Input data:

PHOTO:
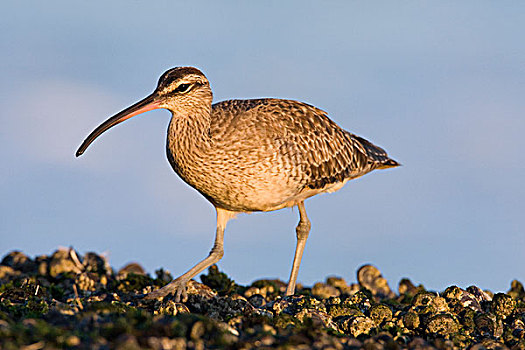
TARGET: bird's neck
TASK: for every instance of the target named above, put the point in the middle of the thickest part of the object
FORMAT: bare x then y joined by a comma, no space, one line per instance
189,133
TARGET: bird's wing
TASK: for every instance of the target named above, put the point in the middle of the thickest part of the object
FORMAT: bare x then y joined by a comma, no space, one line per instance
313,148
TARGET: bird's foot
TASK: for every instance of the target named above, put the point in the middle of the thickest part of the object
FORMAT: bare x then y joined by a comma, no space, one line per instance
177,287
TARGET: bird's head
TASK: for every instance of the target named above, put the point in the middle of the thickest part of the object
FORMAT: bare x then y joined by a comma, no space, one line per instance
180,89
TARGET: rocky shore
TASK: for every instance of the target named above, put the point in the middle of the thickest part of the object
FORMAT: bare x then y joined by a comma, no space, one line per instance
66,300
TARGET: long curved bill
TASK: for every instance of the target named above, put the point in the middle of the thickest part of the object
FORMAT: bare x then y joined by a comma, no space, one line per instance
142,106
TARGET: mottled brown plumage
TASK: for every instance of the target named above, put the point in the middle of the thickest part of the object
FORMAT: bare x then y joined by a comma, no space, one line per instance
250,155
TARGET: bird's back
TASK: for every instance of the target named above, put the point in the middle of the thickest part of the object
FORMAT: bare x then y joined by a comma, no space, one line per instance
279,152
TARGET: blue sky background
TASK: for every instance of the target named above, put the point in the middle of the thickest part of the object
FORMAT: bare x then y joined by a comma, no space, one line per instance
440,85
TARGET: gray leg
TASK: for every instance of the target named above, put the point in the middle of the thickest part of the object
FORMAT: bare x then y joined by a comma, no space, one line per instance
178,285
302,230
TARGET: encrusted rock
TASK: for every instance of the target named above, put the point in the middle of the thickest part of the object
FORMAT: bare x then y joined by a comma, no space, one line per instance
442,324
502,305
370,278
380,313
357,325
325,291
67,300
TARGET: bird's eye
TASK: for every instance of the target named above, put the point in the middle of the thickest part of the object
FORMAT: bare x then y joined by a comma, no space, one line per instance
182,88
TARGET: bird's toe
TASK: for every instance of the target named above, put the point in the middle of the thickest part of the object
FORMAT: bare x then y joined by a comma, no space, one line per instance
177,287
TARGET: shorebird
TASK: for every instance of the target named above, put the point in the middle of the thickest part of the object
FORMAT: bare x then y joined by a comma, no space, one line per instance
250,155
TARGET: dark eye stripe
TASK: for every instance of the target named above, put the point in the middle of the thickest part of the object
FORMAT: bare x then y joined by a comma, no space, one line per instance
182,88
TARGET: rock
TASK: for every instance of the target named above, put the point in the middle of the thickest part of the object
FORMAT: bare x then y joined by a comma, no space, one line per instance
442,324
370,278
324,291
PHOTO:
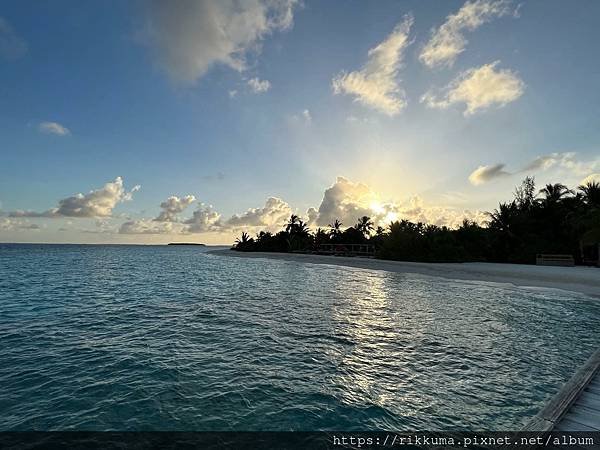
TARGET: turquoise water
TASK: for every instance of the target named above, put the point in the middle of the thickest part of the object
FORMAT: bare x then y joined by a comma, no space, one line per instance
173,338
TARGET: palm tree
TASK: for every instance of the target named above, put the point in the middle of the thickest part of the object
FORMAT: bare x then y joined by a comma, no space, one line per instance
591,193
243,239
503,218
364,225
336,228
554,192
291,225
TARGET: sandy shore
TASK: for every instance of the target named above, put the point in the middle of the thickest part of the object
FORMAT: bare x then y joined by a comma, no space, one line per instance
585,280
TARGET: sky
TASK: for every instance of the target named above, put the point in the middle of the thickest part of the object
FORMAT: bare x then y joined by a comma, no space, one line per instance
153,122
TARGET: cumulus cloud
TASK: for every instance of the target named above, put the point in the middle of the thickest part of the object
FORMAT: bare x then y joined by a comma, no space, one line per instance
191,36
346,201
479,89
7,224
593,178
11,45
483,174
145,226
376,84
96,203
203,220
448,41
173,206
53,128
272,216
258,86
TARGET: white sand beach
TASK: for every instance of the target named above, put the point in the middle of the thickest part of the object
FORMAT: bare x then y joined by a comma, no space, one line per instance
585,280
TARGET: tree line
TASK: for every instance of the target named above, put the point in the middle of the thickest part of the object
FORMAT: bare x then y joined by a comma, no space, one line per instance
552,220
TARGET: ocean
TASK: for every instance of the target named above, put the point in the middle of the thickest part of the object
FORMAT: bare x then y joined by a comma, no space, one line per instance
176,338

Work instruction:
Please output all the records above exactly, leaving out every picture.

Problem solution:
PHOTO:
TARGET: bird's neck
TASK: for every instance of the target named above, put the point in the middle of the thickest part of the object
FORMAT: bare x then y joined by a comma, no space, one line per instance
189,133
TARGET: bird's wing
TASK: for every instance of the target named above, put the point in the middle of the thickest part of the object
FORMAT: bare x then y joined by a comma, no space, one line per instance
313,148
TARGET: bird's foot
TASK: for every instance of the target named above, put the point in the middle of the thickest part of the object
FORMAT: bare x then y joined by a comma, no space, one line per instance
177,287
TARGET: bird's head
TASK: for every instance of the target named above, put the point in the middle of the thickest part of the object
FORMAT: bare x then y joined by a comma, no space, one line per instance
180,89
TARGET: rocky shore
TASK: for every instance of the target named above, put the point in the middle of the thickest part of the object
FORMAT: bare x then y joined by a comma, no space, one line per instance
66,300
TARGET: long curved bill
TASK: for every instance of the target named above, put the point in the middle of the thickest part of the object
FORMAT: bare x then y joined by a comma, no space, one line per instance
142,106
TARGET: mottled brown plumage
TASK: for every instance of the target named above, put the point in the middle of the thickest part of the object
FORMAT: bare x then y joined by a comma, no space, one line per instance
250,155
TARGET: bird's back
TASK: for every instance of the target named above, put the point in the middle of the thickest part of the object
FORMAT: bare x then y joined by a comma, no space, one line per instance
279,152
TARGET: blue sky background
TASK: for every instance of the target named above, put the point in the middle of the thickest part of the object
FORMAT: bare x then y joined by a comma, no space, one line per instance
440,85
TARGET: gray leg
TASK: for every instance of the target named above, put the point in the middle of the thickest part of the object
FORMAT: bare x then y joined by a comma, no space, one line per instance
178,285
302,230
TARGET: encrusted rock
TASK: for every instance of the target named above, put the point in the middle of the thickest part of the object
FORMAT: bare x then y joined by a comma, no space, one line per instance
442,324
502,305
370,278
380,313
357,325
325,291
67,300
TARGET: bird's eye
TASK: for every instance of the target named above, put the point in the middle of the thickest part of the object
FORMAT: bare x then y joined by a comma, no space, one line per instance
182,88
TARGET: bird's toe
TASK: for every instance of the target named above, put the point in the middle of the thickest part of the object
FORMAT: bare x then y joined by a comma, no space, one line per instance
177,287
TARGET: shorebird
TASK: for every instance of the target named above, put the point in the middle of the thickest part of the object
FORMAT: bare x then y joined by a comma, no space, one line per instance
250,155
TARGET: dark eye stripe
TASK: for every instance of the target named above, put the point in the middle of the thickest part of the object
FORMAT: bare x then y joined by a comma, no space, one line per instance
182,88
TARGET: rock
TASK: for every instance of the target named above, put the point in the middle of the thickest part of the object
FORMAT: bare x then y joined by a comma, no space, one line per instance
442,324
370,278
324,291
PHOTO:
TARGET: turquoise water
TASK: for every instance of the target named above, put the point in the middle of the thickest part of the object
FORMAT: bare x then y joined by a comma, no space, one line per instance
173,338
TARGET: palm tree
TASK: for every instance of the target named above, put the point in the middle of the thickest part of the object
FORMAT: bare x then y joined by a comma, no space, one line per instance
591,193
243,239
503,218
364,225
336,228
554,192
291,225
TARGET: sandy shore
TASK: for every instance of the target named above, put the point in the middle of the thickest part of the object
FORMAT: bare x then y joined by a comma, no space, one line per instance
585,280
TARGET: sky
TASK: for every instance of the target named above, put the point in the middle of the thickest part of the object
FORMAT: bare x then y joined by a comma, no space, one line per instance
153,122
TARGET: cumulus cloud
TASK: for every instance of the target named above, put the point in the middle of the thickest part of the object
FORMAT: bare x then y joined by a comma, no space, one line per instance
191,36
346,201
479,89
7,224
593,178
11,45
483,174
145,226
376,84
96,203
203,220
448,41
173,206
53,128
272,216
258,86
TARGET: white sand beach
TASK: for every instance of the target named above, put the point in the middle of the thickest part of the object
FORMAT: bare x then y joined by a comma, no space, one line per instance
585,280
TARGET: tree line
TASK: for every instance of the target named above, put the point in the middle of the thickest part of the object
FORMAT: bare x then y joined by a comma, no space, one line per instance
552,220
TARGET: ocean
TASK: for every instance of the target named above, put the point in the middle of the thickest part of the object
FORMAT: bare x then y joined by a comma, no space, one line per instance
176,338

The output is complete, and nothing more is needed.